»»

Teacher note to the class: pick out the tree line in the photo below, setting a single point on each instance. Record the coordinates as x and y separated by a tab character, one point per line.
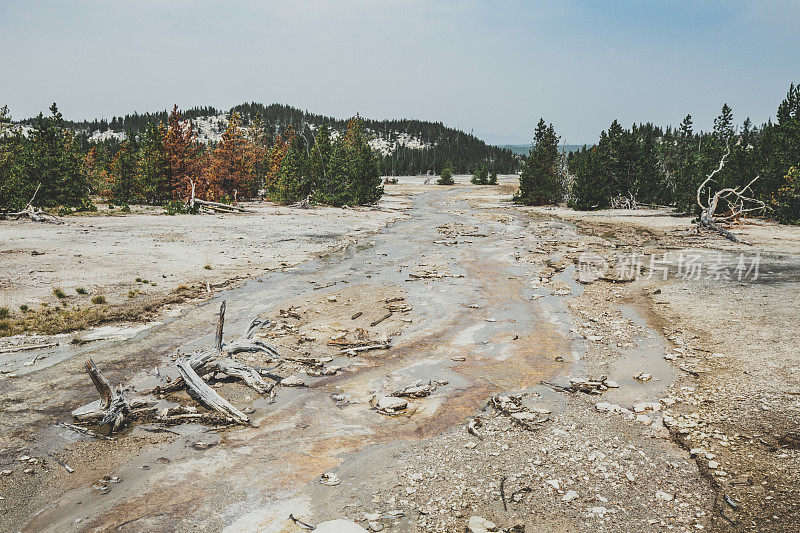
166	163
442	144
665	166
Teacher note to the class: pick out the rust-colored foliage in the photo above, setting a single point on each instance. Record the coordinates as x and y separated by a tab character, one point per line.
276	155
233	163
185	157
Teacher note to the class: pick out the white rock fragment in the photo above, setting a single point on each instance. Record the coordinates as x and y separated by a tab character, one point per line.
292	381
569	496
330	479
478	524
392	404
664	496
339	526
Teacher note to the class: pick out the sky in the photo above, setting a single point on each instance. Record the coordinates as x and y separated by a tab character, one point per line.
488	67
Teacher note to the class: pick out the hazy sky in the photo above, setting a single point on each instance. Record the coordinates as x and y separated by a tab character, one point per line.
493	67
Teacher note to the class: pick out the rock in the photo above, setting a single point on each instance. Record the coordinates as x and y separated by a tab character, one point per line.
339	526
556	484
330	479
292	381
392	404
477	524
664	496
569	496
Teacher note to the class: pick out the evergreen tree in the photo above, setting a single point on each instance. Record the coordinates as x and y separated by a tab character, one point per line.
154	167
123	183
479	176
446	178
292	183
14	189
539	180
184	157
52	160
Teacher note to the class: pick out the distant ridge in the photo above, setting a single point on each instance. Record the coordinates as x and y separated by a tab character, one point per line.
405	146
523	149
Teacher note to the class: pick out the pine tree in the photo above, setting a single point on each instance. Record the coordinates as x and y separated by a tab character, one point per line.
479	176
14	189
539	180
154	167
123	183
292	182
52	159
184	157
446	178
723	124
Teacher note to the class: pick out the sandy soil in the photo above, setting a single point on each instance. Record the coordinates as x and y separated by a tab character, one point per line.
483	300
107	254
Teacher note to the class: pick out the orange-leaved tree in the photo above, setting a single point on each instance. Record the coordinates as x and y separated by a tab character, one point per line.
184	156
275	157
233	164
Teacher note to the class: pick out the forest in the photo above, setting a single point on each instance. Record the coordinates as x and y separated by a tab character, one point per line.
166	163
650	165
152	157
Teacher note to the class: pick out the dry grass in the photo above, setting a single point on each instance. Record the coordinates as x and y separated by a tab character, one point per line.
52	321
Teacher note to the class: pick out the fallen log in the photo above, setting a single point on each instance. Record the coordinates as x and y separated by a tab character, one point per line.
221	207
204	394
738	204
250	376
110	410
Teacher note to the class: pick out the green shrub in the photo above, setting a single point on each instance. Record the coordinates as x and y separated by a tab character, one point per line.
446	178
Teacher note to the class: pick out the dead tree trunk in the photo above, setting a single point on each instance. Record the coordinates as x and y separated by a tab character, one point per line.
204	394
737	201
111	409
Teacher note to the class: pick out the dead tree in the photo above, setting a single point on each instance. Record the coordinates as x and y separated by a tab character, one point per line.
737	201
34	214
110	410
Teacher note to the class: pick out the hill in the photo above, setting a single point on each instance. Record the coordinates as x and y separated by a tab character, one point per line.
523	149
406	146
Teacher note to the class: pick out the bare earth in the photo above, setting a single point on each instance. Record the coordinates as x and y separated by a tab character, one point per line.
478	298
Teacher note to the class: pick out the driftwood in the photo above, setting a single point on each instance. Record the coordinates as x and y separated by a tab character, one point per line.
216	363
224	208
110	410
34	214
26	347
204	394
738	204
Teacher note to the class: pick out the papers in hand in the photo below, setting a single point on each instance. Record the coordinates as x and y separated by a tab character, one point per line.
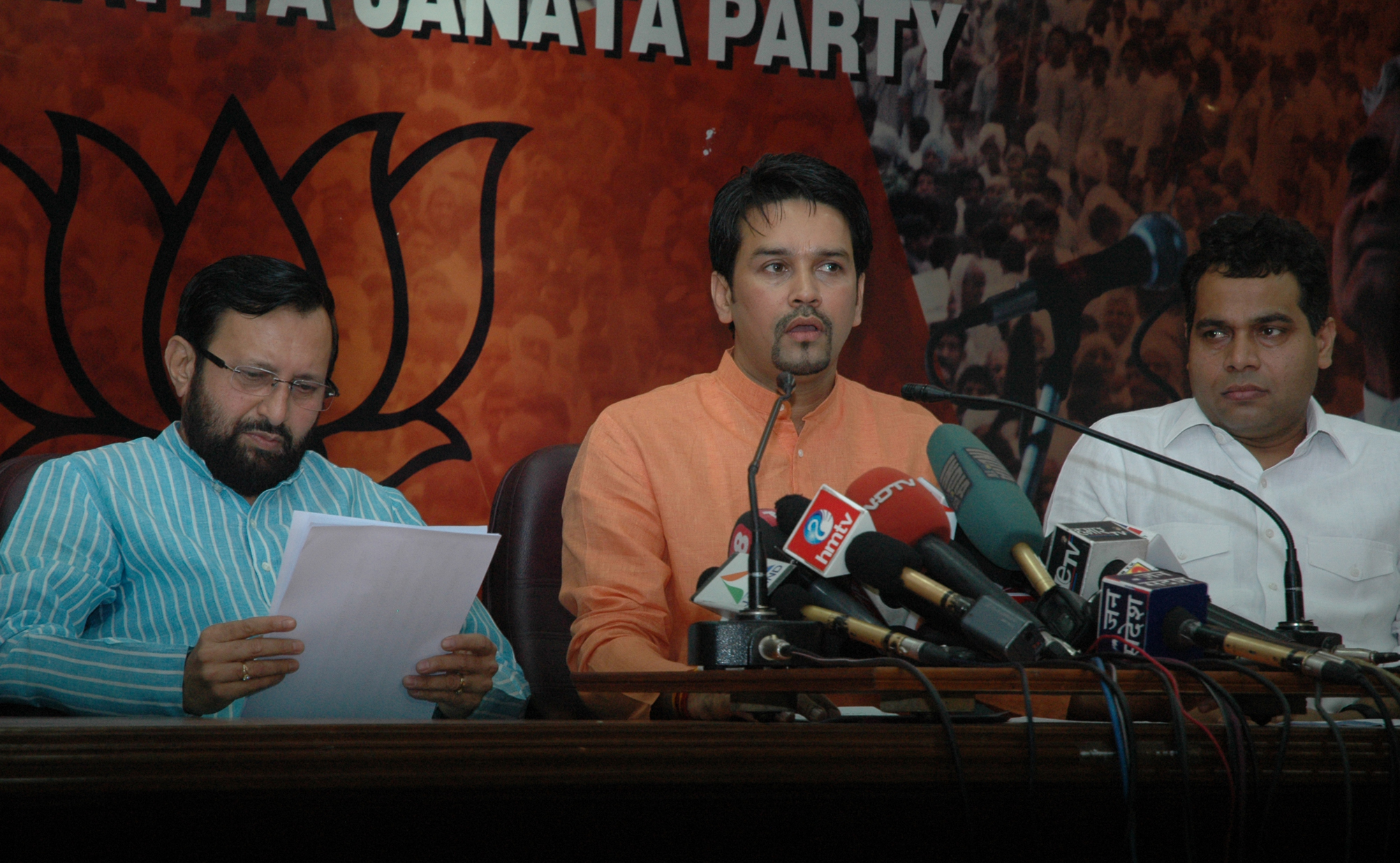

««

### WHAT YOU SHOULD DO
Give all the lines above again, switching "Teacher note to the class" to "Note for students" everywhere and keeping everything else unchanged. Leave out the pictures.

### THE OUTPUT
Note for students: pick out the tree line in the photo below, setting a single point on each instance. Record the coordinates as x and y separated by a tab character, one point per line.
166	163
442	144
665	166
Note for students: pick out the rust-colored foliage in the photo above, setting a single point on each instance. Record the coordinates as x and y separated by a tab character, one point per line.
276	155
233	163
185	157
Note for students: pick out the white rock fragment in the photo above, setting a single point on each instance. Record the coordinates as x and y separated by a tab character, one point per line.
292	381
569	496
330	479
478	524
392	404
664	496
339	526
Note for students: pick out the sky in the photo above, setting a single point on each instance. Record the coordinates as x and y separated by a tab character, one point per line.
488	67
Note for students: pick out the hazy sky in the photo above, setting a single point on each instance. Record the coordinates as x and y separated by a tab character, one point per line.
493	67
Note for students: pick out the rock in the photo above, setting a single point on each instance. Record the coordinates as x and y separated by a tab character, one point per line.
339	526
556	484
330	479
292	381
392	404
477	524
664	496
569	496
Note for students: pick out the evergreen tree in the photo above, setting a single point on each instance. Record the coordinates as x and y separated by a tab character, one point per line.
154	167
123	183
479	176
446	178
292	183
14	189
539	180
184	157
52	160
Note for students: pick out the distant ridge in the photo above, setting a single point on each instance. Record the coordinates as x and y separated by a tab character, one point per line.
405	146
523	149
Note for students: pick out the pine tree in the photo above, setting a single point on each instance. Record the coordinates as x and y separated by a tab character, one point per line.
479	176
14	189
539	180
154	167
123	183
292	182
52	159
184	157
446	178
723	124
Note for students: pick out the sandy soil in the photo above, setting a single point on each instance. Record the coordinates as x and y separated by a tab character, one point per line.
483	300
107	254
Note for students: pick out the orange-leaved tree in the photo above, setting a single point on each instance. Record the coordinates as x and y separated by a tab character, one point per line.
184	156
275	157
233	164
Note for students: pick out the forest in the photo above, setting a single point on each instance. Record the coordinates as x and y separated by a tab character, one point per line.
166	163
650	165
152	157
Note for students: pick out the dry grass in the photo above, setting a single point on each instance. Record the coordinates as x and y separated by a tab character, one point per line.
52	321
Note for students: pick out the fallen log in the photo above, setting a single point on each instance. Record the coordinates as x and y separated by a tab character, one point per line.
221	207
204	394
738	204
250	376
110	410
Note for students: pick out the green shrub in the photo above, setting a single point on each instance. Record the coordinates as x and y separated by a tab character, one point per line.
446	178
Note for students: pick out the dead tree trunk in the photo above, setting a single point on each instance. Record the coordinates as x and y separated by a tab character, one point per line.
204	394
737	201
111	409
Note for students: pick out the dead tree in the photo above, setting a single point on each instance. Record the coordinates as x and y separated by a tab character, one point per line.
737	201
34	214
110	410
Note for students: pick out the hill in the photo above, setting a single point on each instance. Record the coordinates as x and y separated by a tab character, one point per line.
523	149
406	146
Note for students: pick out the bare earth in the photo above, setting a single point on each instance. Record the coordinates as x and y separated by a tab character, one point per line.
478	298
Note for students: pick out the driftwood in the photo above, setting a single point on each instance. Record the coordinates as x and y separated by a tab character, one point per line.
216	363
224	208
110	410
34	214
26	347
204	394
738	204
Note for students: pick out the papers in hand in the photo below, setting a single point on each instance. Record the coordinates as x and y separated by a tab character, one point per line.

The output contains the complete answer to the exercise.